(Segmentation dataset entries)
......

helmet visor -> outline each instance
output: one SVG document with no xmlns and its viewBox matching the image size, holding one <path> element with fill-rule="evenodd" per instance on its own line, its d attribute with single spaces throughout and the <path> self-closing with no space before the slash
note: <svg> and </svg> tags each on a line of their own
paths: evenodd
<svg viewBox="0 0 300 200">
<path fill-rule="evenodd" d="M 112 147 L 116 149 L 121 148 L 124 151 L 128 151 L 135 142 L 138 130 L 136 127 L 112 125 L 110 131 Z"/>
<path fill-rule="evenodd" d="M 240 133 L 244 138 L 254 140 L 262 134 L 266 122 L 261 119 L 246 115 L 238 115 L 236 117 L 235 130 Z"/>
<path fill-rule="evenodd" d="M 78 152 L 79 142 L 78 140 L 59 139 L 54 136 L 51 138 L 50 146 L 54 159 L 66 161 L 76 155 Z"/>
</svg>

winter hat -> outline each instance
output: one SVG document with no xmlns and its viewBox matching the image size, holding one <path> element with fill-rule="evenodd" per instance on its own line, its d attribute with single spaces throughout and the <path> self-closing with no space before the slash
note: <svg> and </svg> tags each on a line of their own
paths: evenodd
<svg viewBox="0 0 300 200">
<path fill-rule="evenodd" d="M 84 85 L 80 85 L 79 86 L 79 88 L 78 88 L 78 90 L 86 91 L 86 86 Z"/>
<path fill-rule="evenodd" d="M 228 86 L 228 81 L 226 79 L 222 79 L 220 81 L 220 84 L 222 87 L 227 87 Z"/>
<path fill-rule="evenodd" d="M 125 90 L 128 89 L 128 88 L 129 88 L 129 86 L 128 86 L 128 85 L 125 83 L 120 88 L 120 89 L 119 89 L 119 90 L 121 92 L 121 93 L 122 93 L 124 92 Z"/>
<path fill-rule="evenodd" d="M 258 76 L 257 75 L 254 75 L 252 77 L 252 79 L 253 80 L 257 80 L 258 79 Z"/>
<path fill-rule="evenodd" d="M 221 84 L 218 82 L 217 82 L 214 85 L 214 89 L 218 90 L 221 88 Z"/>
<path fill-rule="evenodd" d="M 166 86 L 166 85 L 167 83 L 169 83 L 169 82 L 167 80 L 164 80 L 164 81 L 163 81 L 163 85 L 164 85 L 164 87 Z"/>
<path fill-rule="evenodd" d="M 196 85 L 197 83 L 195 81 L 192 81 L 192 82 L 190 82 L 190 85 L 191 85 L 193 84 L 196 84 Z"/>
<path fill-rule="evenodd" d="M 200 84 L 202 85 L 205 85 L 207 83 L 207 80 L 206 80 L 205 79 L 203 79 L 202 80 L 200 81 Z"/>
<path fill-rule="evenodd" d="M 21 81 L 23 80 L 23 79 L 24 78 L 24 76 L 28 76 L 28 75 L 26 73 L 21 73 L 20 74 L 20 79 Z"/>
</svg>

......

▶ [TASK PROMPT]:
Duplicate all of the entries above, line for line and without any alteration.

▶ [CORRECT OUTPUT]:
helmet visor -> outline each instance
output: one SVG document with no xmlns and its viewBox matching the image size, holding one <path> element with fill-rule="evenodd" per instance on its own line, its d attribute with single spaces throughout and the <path> self-closing with no space before the slash
note: <svg> and </svg> tags each on a line of their own
paths: evenodd
<svg viewBox="0 0 300 200">
<path fill-rule="evenodd" d="M 112 147 L 116 149 L 121 148 L 124 151 L 128 151 L 135 142 L 138 130 L 136 127 L 112 125 L 110 131 Z"/>
<path fill-rule="evenodd" d="M 240 133 L 244 138 L 254 140 L 262 134 L 266 122 L 261 119 L 246 115 L 238 115 L 236 117 L 235 130 Z"/>
<path fill-rule="evenodd" d="M 78 152 L 79 142 L 78 140 L 59 139 L 54 136 L 51 138 L 50 146 L 54 159 L 66 161 L 76 155 Z"/>
</svg>

winter hat -> outline each instance
output: one SVG document with no xmlns and its viewBox matching the image size, holding one <path> element with fill-rule="evenodd" per instance on its own line, its d attribute with single spaces throughout and the <path> self-closing with no space before the slash
note: <svg> and </svg> tags each on a line of their own
paths: evenodd
<svg viewBox="0 0 300 200">
<path fill-rule="evenodd" d="M 84 85 L 80 85 L 79 86 L 79 88 L 78 88 L 78 90 L 86 91 L 86 86 Z"/>
<path fill-rule="evenodd" d="M 228 86 L 228 81 L 226 79 L 222 79 L 220 81 L 220 84 L 222 87 L 227 87 Z"/>
<path fill-rule="evenodd" d="M 125 90 L 128 89 L 128 88 L 129 88 L 129 86 L 128 86 L 128 85 L 125 83 L 120 88 L 120 89 L 119 89 L 119 90 L 121 92 L 121 93 L 122 93 L 124 92 Z"/>
<path fill-rule="evenodd" d="M 258 76 L 257 75 L 254 75 L 252 77 L 252 79 L 253 80 L 257 80 L 258 79 Z"/>
<path fill-rule="evenodd" d="M 221 84 L 218 82 L 217 82 L 214 85 L 214 89 L 218 90 L 221 88 Z"/>
<path fill-rule="evenodd" d="M 166 86 L 166 85 L 167 83 L 169 83 L 169 82 L 167 80 L 164 80 L 164 81 L 163 81 L 163 85 L 164 85 L 164 87 Z"/>
<path fill-rule="evenodd" d="M 196 85 L 197 83 L 195 81 L 192 81 L 192 82 L 190 82 L 190 85 L 191 85 L 193 84 L 196 84 Z"/>
<path fill-rule="evenodd" d="M 200 84 L 202 85 L 205 85 L 207 83 L 207 80 L 206 80 L 205 79 L 203 79 L 202 80 L 200 81 Z"/>
<path fill-rule="evenodd" d="M 21 81 L 23 80 L 23 79 L 24 78 L 24 76 L 28 76 L 28 75 L 26 73 L 21 73 L 20 74 L 20 79 Z"/>
</svg>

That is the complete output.